_Excerpt:_
* * * * *

65th & 67th Speaker of the Wisconsin Assembly
- In office January 4, 1971 – December 13, 1971
- Preceded by: Harold Vernon Froehlich
- Succeeded by: Norman C. Anderson
- In office January 13, 1965 – January 11, 1967
- Preceded by: Robert D. Haase
- Succeeded by: Harold Vernon Froehlich

Wisconsin Assembly Minority Leader
- In office January 11, 1967 – January 4, 1971
- Preceded by: Paul Alfonsi
- Succeeded by: Harold Vernon Froehlich
- In office January 11, 1961 – January 13, 1965
- Preceded by: David Blanchard
- Succeeded by: Robert D. Haase
- In office January 12, 1955 – January 14, 1959
- Preceded by: George Molinaro
- Succeeded by: David Blanchard

Member of the Wisconsin State Assembly
- In office January 1, 1955 – December 13, 1971
- Preceded by: Position established
- Succeeded by: Gary J. Barczak
- Constituency: Milwaukee 22nd district
- In office January 1, 1949 – January 1, 1955
- Preceded by: Louis Hicks
- Succeeded by: Joseph A. Greco
- Constituency: Milwaukee 3rd district

Personal details
- Born: August 29, 1920 Eckelson, North Dakota, US
- Died: October 20, 1991 (aged 71)
- Party: Democratic
- Spouse: Beatrice Johanna Bartlein
- Parents: Theodore J. Huber (father); Rose (Ziebert) Huber (mother);

= Robert T. Huber =

American politician (1920–1991)

* * * * *

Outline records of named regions
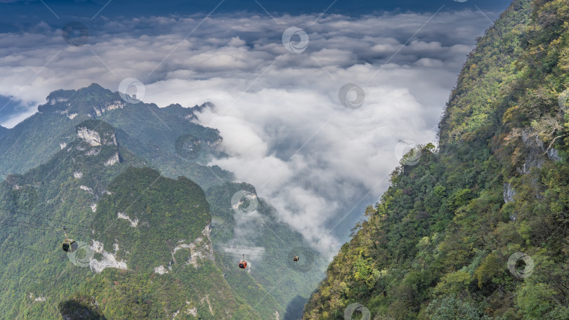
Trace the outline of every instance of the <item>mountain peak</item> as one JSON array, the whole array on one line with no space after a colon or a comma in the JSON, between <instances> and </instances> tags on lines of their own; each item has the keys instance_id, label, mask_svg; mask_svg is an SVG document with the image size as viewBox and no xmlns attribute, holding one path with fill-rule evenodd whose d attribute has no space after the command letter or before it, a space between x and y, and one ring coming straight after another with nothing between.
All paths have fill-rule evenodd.
<instances>
[{"instance_id":1,"label":"mountain peak","mask_svg":"<svg viewBox=\"0 0 569 320\"><path fill-rule=\"evenodd\" d=\"M91 84L77 90L58 90L47 96L47 103L38 107L39 112L65 114L70 119L78 115L91 118L126 105L117 92Z\"/></svg>"}]
</instances>

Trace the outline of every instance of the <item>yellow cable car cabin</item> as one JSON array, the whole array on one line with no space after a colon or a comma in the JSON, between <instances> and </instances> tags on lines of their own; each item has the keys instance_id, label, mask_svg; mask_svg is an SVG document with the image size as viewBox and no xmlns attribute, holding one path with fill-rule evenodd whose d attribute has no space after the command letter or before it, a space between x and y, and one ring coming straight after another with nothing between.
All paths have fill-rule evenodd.
<instances>
[{"instance_id":1,"label":"yellow cable car cabin","mask_svg":"<svg viewBox=\"0 0 569 320\"><path fill-rule=\"evenodd\" d=\"M65 232L67 229L67 228L66 228L65 227L63 227L63 233L65 234L65 239L63 240L63 245L62 246L62 247L64 251L72 253L74 252L76 250L77 250L77 248L79 248L79 245L75 241L75 240L67 238L67 233Z\"/></svg>"},{"instance_id":2,"label":"yellow cable car cabin","mask_svg":"<svg viewBox=\"0 0 569 320\"><path fill-rule=\"evenodd\" d=\"M245 255L243 255L243 259L239 262L239 267L241 269L245 269L247 267L247 262L245 261Z\"/></svg>"}]
</instances>

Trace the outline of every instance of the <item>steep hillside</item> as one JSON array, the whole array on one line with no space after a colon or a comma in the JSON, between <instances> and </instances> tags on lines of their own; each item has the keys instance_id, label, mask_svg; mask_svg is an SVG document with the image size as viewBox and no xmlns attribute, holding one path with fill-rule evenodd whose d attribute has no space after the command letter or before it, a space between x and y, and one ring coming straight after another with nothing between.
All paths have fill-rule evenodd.
<instances>
[{"instance_id":1,"label":"steep hillside","mask_svg":"<svg viewBox=\"0 0 569 320\"><path fill-rule=\"evenodd\" d=\"M143 168L106 123L75 136L0 185L3 318L261 319L215 265L197 185ZM70 255L64 225L79 247Z\"/></svg>"},{"instance_id":2,"label":"steep hillside","mask_svg":"<svg viewBox=\"0 0 569 320\"><path fill-rule=\"evenodd\" d=\"M81 194L82 196L92 199L77 198L81 199L84 202L81 205L88 211L77 213L75 217L82 225L89 227L91 221L110 219L105 217L96 219L89 213L91 208L96 208L97 201L105 195L110 180L124 170L124 166L133 165L129 156L136 159L136 166L158 169L166 177L188 177L207 190L207 199L211 204L214 221L211 241L216 256L215 264L225 273L232 295L251 306L263 319L273 319L277 314L281 317L287 314L284 318L287 319L294 319L291 316L294 312L291 313L290 309L295 308L298 312L301 309L304 301L323 277L322 269L330 254L320 257L313 253L303 236L280 222L277 213L262 199L259 199L259 206L251 216L242 217L237 213L234 196L244 190L249 190L247 192L251 194L256 194L256 192L253 186L247 183L228 181L231 175L218 167L200 164L212 155L223 156L216 148L221 139L217 131L192 122L195 118L193 112L211 107L209 105L188 109L179 105L158 108L151 104L129 104L124 102L117 93L112 93L96 84L77 91L55 91L47 100L46 105L40 106L39 113L9 130L5 138L0 138L0 146L7 148L5 153L0 154L0 167L8 171L4 174L12 170L22 172L33 168L36 164L44 164L40 168L32 168L30 173L44 171L41 168L53 168L53 175L41 175L34 180L35 184L43 184L46 188L44 192L50 194L67 193L67 189L78 187L72 184L61 185L57 179L68 177L56 173L58 171L80 176L76 180L80 180L79 187L83 186L84 189L80 189L79 192L86 192L86 195ZM113 126L110 126L107 121ZM105 143L102 146L91 145L86 142L100 143L100 139L104 139L103 133L99 133L99 137L93 133L99 131L113 132L112 146ZM81 134L86 140L81 143L87 143L79 147L82 152L93 154L81 157L72 165L69 161L72 162L77 158L70 152L81 152L76 149L75 145L79 143L75 141L77 134ZM31 147L27 147L28 145ZM113 153L112 147L123 152ZM54 158L50 159L53 154ZM65 154L68 159L62 160ZM116 165L103 166L117 159L119 163ZM67 166L72 166L72 168ZM121 171L109 173L104 182L84 172L89 170L93 174L100 175L115 166L122 168ZM104 169L100 170L101 167ZM7 182L13 184L17 181L21 184L26 179L19 175L6 176ZM57 182L50 180L53 178ZM50 190L50 183L60 185L60 188ZM47 212L53 212L51 214L55 218L60 214L58 210L46 208L37 202L22 208L38 212L46 209ZM136 219L129 217L132 221ZM86 222L89 224L84 223ZM99 239L96 240L102 241ZM105 241L107 243L104 248L112 248L111 239ZM145 251L148 251L148 247L140 248L140 254L148 258L149 253ZM236 263L244 253L251 262L249 266L254 267L248 269L247 274L235 274ZM306 255L310 258L303 259L306 265L299 268L298 265L291 263L291 255ZM275 276L275 271L280 276ZM242 291L244 287L249 290ZM261 299L263 303L259 303ZM298 319L299 316L296 314Z\"/></svg>"},{"instance_id":3,"label":"steep hillside","mask_svg":"<svg viewBox=\"0 0 569 320\"><path fill-rule=\"evenodd\" d=\"M221 138L216 130L192 122L192 109L127 103L118 92L96 84L54 91L46 100L38 113L0 137L0 173L22 173L44 164L74 139L75 126L93 119L117 128L125 147L167 177L185 175L203 188L231 177L218 167L199 164L218 154Z\"/></svg>"},{"instance_id":4,"label":"steep hillside","mask_svg":"<svg viewBox=\"0 0 569 320\"><path fill-rule=\"evenodd\" d=\"M569 4L515 0L306 319L569 319Z\"/></svg>"}]
</instances>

* * * * *

_To be done:_
Copy the stretch of the Robert T. Huber profile from "Personal details" through "American politician (1920–1991)" word for word.

_Solution:_
Personal details
- Born: August 29, 1920 Eckelson, North Dakota, US
- Died: October 20, 1991 (aged 71)
- Party: Democratic
- Spouse: Beatrice Johanna Bartlein
- Parents: Theodore J. Huber (father); Rose (Ziebert) Huber (mother);

= Robert T. Huber =

American politician (1920–1991)